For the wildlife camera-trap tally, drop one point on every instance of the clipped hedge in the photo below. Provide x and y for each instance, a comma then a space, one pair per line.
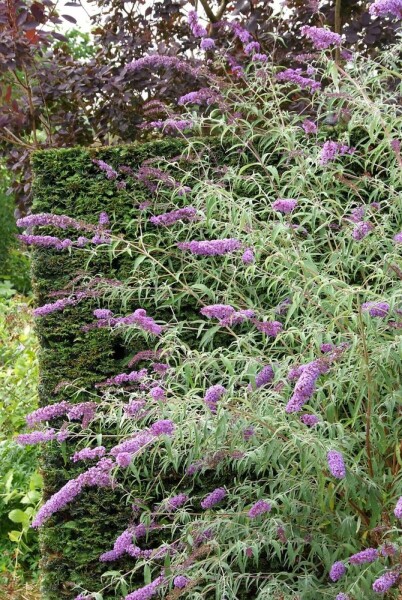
67, 182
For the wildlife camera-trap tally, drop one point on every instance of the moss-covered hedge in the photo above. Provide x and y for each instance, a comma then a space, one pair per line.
67, 182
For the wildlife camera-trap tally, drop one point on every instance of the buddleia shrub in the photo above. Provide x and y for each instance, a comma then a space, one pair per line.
254, 428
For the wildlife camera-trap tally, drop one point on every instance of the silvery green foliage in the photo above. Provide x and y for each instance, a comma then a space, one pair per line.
309, 258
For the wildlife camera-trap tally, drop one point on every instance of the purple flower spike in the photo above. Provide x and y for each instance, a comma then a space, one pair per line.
259, 508
337, 571
284, 205
386, 581
309, 127
213, 498
163, 427
248, 256
336, 464
180, 581
213, 395
146, 592
398, 509
365, 556
309, 420
264, 377
207, 44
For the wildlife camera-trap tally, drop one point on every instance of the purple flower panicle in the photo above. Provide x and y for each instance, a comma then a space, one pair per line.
305, 386
284, 205
336, 464
213, 395
97, 476
259, 508
248, 256
264, 377
309, 420
337, 571
207, 44
385, 582
398, 509
180, 581
309, 127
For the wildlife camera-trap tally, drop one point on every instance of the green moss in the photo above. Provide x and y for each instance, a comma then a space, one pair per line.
67, 182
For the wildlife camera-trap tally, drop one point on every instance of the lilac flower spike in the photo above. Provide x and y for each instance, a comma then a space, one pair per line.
398, 509
309, 420
336, 464
207, 44
365, 556
196, 29
146, 592
264, 377
60, 221
385, 582
187, 213
97, 476
248, 256
309, 127
259, 508
322, 38
284, 205
213, 498
180, 581
376, 309
211, 247
213, 395
337, 571
202, 96
382, 8
305, 385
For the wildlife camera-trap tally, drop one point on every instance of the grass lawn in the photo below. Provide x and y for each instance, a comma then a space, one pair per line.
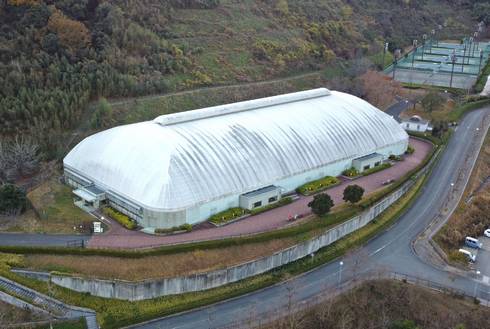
117, 313
57, 213
10, 315
469, 218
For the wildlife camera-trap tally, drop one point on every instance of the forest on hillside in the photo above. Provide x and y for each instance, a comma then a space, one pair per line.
58, 56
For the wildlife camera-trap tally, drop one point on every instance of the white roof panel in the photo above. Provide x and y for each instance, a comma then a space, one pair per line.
179, 160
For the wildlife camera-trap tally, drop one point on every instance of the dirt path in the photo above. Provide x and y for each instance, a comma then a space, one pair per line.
118, 237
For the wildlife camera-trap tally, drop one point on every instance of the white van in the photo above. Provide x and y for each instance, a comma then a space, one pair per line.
473, 243
471, 257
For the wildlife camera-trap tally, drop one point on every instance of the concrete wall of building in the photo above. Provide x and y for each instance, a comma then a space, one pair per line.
249, 201
212, 279
415, 126
361, 164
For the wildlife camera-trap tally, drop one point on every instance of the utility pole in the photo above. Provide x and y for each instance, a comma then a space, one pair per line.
396, 55
469, 51
433, 34
464, 55
453, 60
481, 58
385, 49
413, 60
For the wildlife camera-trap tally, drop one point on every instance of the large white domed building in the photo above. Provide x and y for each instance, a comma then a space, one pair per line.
185, 167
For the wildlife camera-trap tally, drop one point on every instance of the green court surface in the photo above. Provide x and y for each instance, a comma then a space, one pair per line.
432, 64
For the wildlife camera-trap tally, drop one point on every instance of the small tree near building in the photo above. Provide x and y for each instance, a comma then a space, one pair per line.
353, 193
12, 199
321, 204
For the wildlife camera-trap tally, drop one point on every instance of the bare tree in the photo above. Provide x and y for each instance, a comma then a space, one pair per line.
3, 162
18, 158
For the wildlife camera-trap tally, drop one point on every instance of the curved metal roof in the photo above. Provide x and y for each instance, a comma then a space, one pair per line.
183, 159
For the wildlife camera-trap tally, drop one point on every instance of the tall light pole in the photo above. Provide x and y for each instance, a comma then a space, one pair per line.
433, 34
385, 49
340, 271
476, 285
476, 34
453, 60
481, 58
464, 55
439, 27
469, 50
413, 60
475, 45
396, 55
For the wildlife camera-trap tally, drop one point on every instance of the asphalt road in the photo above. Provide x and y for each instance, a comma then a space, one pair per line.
389, 251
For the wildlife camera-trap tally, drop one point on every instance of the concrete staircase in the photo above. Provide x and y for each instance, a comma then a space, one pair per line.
55, 307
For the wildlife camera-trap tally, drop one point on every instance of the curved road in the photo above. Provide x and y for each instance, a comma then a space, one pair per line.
389, 251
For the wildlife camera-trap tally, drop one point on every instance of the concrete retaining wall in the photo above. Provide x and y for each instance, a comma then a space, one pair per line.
151, 289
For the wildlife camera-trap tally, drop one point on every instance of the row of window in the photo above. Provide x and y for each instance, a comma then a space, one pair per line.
259, 203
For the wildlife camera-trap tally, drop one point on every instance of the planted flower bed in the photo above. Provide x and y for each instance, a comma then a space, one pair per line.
318, 185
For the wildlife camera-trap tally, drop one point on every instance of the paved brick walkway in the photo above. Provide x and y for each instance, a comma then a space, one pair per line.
118, 237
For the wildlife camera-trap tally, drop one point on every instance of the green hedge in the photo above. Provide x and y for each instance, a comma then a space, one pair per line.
120, 218
282, 202
318, 185
351, 172
293, 231
227, 215
117, 313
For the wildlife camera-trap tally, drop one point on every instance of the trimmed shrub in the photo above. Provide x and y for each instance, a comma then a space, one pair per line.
227, 215
353, 193
376, 169
120, 218
321, 204
12, 199
351, 172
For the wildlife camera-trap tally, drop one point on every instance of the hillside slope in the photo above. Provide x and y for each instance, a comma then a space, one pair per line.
56, 56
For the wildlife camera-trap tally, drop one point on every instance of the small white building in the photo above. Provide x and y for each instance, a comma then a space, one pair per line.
368, 162
415, 123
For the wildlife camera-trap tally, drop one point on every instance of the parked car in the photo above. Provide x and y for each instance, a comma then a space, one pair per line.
472, 243
388, 181
471, 257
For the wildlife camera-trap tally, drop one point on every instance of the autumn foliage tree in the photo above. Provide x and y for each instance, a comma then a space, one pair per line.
72, 34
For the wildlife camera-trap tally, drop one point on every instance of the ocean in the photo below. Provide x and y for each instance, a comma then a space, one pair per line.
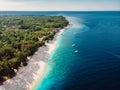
87, 56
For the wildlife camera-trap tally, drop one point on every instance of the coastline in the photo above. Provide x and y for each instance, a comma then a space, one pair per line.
28, 76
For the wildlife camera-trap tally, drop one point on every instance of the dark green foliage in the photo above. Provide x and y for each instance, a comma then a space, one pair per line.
20, 36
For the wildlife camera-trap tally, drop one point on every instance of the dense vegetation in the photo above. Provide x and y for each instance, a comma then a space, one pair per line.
20, 36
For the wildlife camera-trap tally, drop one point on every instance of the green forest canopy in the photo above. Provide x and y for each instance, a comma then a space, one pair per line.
20, 36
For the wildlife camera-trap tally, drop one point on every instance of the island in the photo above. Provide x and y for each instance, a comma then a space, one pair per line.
20, 38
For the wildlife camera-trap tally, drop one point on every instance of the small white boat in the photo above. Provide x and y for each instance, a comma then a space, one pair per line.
76, 51
73, 45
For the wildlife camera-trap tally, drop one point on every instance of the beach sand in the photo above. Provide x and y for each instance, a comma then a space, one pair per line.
27, 77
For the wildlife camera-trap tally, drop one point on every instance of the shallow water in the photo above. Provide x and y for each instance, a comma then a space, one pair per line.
96, 65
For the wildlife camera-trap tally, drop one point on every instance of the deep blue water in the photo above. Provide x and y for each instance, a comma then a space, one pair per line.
96, 66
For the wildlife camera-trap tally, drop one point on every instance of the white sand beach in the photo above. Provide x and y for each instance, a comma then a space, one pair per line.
29, 75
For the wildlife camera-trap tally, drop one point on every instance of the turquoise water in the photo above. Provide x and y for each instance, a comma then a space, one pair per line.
96, 66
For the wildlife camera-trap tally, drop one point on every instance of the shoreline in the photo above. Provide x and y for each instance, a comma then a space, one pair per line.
27, 77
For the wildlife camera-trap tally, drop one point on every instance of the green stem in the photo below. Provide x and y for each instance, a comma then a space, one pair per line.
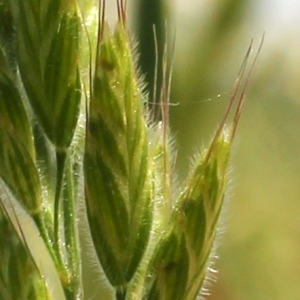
69, 212
60, 163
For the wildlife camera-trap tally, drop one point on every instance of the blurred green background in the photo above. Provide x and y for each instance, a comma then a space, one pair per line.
259, 249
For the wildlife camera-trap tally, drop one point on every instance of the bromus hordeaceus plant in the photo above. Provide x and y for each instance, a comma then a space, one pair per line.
66, 138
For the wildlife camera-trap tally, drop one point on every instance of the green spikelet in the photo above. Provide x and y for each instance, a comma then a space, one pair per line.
19, 276
116, 163
47, 34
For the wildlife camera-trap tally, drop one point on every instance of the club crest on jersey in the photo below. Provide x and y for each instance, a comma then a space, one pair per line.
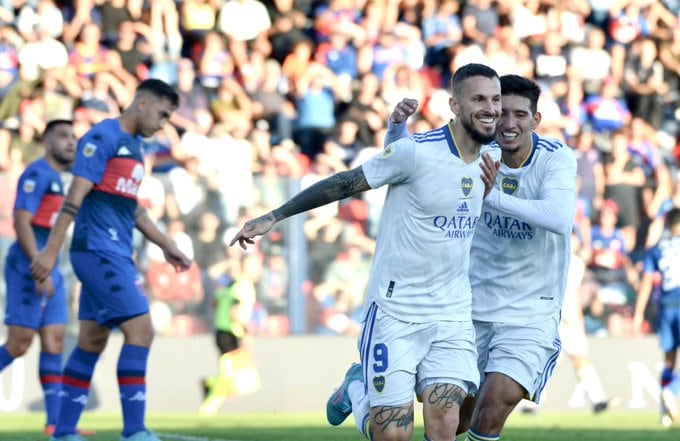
509, 185
29, 186
89, 149
379, 383
466, 185
387, 151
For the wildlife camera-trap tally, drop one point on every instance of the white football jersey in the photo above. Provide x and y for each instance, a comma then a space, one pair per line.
518, 269
431, 210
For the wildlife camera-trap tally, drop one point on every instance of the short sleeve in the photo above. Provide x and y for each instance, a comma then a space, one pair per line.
394, 164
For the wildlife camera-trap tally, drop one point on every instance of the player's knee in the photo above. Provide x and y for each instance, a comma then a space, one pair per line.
18, 347
443, 427
489, 418
393, 432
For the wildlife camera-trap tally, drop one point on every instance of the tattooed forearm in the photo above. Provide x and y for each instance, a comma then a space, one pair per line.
331, 189
446, 395
385, 416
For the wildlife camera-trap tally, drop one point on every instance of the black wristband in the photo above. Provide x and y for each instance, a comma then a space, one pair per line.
70, 209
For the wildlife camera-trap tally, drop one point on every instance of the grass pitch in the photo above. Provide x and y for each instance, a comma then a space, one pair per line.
566, 426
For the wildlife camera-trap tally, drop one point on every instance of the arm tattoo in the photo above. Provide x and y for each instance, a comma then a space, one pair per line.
331, 189
70, 208
385, 416
446, 395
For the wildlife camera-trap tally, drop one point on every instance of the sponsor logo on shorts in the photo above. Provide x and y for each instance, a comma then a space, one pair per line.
379, 383
466, 184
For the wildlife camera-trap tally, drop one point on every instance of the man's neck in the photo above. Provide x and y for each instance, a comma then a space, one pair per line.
468, 147
58, 166
518, 157
128, 122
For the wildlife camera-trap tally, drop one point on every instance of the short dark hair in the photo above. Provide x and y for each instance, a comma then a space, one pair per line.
673, 217
51, 125
468, 71
521, 86
160, 89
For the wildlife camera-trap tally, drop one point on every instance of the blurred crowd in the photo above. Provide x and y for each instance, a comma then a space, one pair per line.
277, 94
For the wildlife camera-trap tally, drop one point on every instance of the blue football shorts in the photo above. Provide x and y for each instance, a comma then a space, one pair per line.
109, 294
28, 308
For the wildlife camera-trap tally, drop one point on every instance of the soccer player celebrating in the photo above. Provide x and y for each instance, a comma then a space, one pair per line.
664, 259
417, 332
102, 199
519, 260
39, 307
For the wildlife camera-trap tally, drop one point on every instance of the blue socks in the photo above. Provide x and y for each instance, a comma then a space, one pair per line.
75, 388
49, 370
132, 385
5, 358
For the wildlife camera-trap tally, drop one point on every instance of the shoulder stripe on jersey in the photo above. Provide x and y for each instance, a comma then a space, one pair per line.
436, 133
549, 144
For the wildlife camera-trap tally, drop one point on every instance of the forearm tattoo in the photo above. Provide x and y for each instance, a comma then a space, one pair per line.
334, 188
385, 416
446, 395
70, 208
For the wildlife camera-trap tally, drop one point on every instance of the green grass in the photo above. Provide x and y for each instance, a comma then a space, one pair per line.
567, 426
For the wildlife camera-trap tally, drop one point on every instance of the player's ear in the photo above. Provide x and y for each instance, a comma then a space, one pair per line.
536, 120
453, 104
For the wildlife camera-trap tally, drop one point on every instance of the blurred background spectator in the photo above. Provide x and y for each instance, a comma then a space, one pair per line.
277, 94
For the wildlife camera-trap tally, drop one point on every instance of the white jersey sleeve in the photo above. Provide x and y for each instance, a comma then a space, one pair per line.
554, 210
395, 131
394, 164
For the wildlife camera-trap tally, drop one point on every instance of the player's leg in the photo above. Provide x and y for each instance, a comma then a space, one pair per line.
18, 341
77, 375
391, 356
521, 359
497, 398
465, 417
52, 329
131, 370
49, 369
92, 338
23, 313
351, 397
668, 339
445, 376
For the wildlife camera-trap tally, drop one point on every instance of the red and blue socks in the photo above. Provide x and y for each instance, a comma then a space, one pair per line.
132, 385
75, 390
49, 369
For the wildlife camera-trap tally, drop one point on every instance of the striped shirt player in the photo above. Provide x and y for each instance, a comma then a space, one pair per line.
102, 200
38, 308
101, 249
41, 192
420, 269
662, 266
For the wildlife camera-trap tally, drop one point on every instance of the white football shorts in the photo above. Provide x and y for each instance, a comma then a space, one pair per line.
399, 357
526, 353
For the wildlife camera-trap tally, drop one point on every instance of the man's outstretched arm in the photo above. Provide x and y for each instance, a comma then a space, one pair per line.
333, 188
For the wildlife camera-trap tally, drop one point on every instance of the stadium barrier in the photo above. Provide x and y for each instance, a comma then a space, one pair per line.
298, 373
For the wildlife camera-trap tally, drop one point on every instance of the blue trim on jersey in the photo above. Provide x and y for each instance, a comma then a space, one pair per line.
549, 368
548, 143
444, 133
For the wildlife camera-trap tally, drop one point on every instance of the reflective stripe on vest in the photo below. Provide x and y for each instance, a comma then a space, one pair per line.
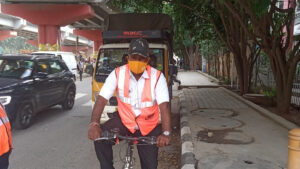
149, 117
4, 120
5, 132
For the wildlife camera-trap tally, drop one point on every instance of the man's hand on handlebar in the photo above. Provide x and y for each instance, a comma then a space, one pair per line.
94, 131
163, 140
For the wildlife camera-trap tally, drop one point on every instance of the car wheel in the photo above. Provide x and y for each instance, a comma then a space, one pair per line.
69, 100
24, 116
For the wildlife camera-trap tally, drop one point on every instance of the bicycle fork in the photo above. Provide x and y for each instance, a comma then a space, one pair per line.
129, 160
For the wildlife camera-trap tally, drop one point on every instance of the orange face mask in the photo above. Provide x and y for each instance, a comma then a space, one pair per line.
137, 67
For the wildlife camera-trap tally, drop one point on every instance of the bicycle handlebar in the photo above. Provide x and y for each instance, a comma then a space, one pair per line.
106, 135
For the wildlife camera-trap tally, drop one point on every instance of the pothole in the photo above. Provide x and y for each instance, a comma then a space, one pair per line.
227, 136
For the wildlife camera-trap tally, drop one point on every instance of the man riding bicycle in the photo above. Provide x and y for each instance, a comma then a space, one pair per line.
142, 93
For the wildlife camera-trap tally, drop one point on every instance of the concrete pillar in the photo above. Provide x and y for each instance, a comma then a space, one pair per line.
73, 48
49, 18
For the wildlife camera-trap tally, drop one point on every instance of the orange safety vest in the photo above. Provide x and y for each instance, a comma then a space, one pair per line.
149, 117
5, 132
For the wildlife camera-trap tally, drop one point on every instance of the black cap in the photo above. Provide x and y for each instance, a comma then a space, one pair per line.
140, 47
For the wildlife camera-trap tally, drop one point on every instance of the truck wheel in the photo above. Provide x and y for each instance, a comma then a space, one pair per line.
24, 116
69, 100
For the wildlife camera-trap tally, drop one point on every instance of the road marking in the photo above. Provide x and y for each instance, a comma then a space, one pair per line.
188, 166
187, 147
79, 95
•••••
_WHAT YOU HAVE TO DO_
Quote verbatim the line containing "the car wheel" and every line after it through the end of the records above.

_SOLUTION TO THIS TASK_
For the wildlife camera-trap tally, drop one point on every instance of the car wheel in the photo above. Provide x and y for each instance, a comma then a space, one pair per line.
69, 100
24, 116
For the wildlife camera-trap tally, drop one point on every instance of the bicycle fork in the photo above. Provide x and y for each instance, a comma then a space, one pair per line.
129, 160
For the wildlife camera-trap tally, drop one point on every instance of the orange face mask in the photo above. Provide x and y for each instance, a comma then a space, one pair per line.
137, 67
For the wildlife camera-trap tally, drop one point on every instance of the bicycle handlebar in the photo above. Provide x and y for each instance, a comma then a space, one pair per line.
106, 135
For the wildlife camera-trap tally, drop one point on every instance of the pothole in the photo above. Provide x and y for each instance, a comma then a space, one pair per line.
227, 136
For the wildlife camera-trap tally, drop one point on every instance of the man riding bicycle in the photo above. Provide x and y for each instance, a comma then a space, one pair per line.
142, 93
For the wildlife camera-trap tally, drop one point on every instance of the concrete pillar in the photo above. Provide x and y for each instance, a comma then a space, one pair per line.
73, 48
49, 18
For the wildlife camera-trap tally, drop one point on every instance of the orange safety vest in the photo above. Provide x and y for each instance, a comma then a space, one pair per line.
149, 117
5, 132
For the wildlife camera-trap tally, drop one point on every instance of the black cap in the photo above. Provide x and y for each instance, a comma then a space, one pair per line.
140, 47
For the wildlife camera-trap tally, drop one point on every instance of the truck wheel in the photo above. Provide x and y for each instance, a comma then a space, one pair per line.
24, 116
69, 100
For the wildlife camera-trap tally, drop one point on every instance of the road marking in the photo above. Provide x and y for each instance, a comma then a space, one pair per line.
188, 166
187, 147
79, 95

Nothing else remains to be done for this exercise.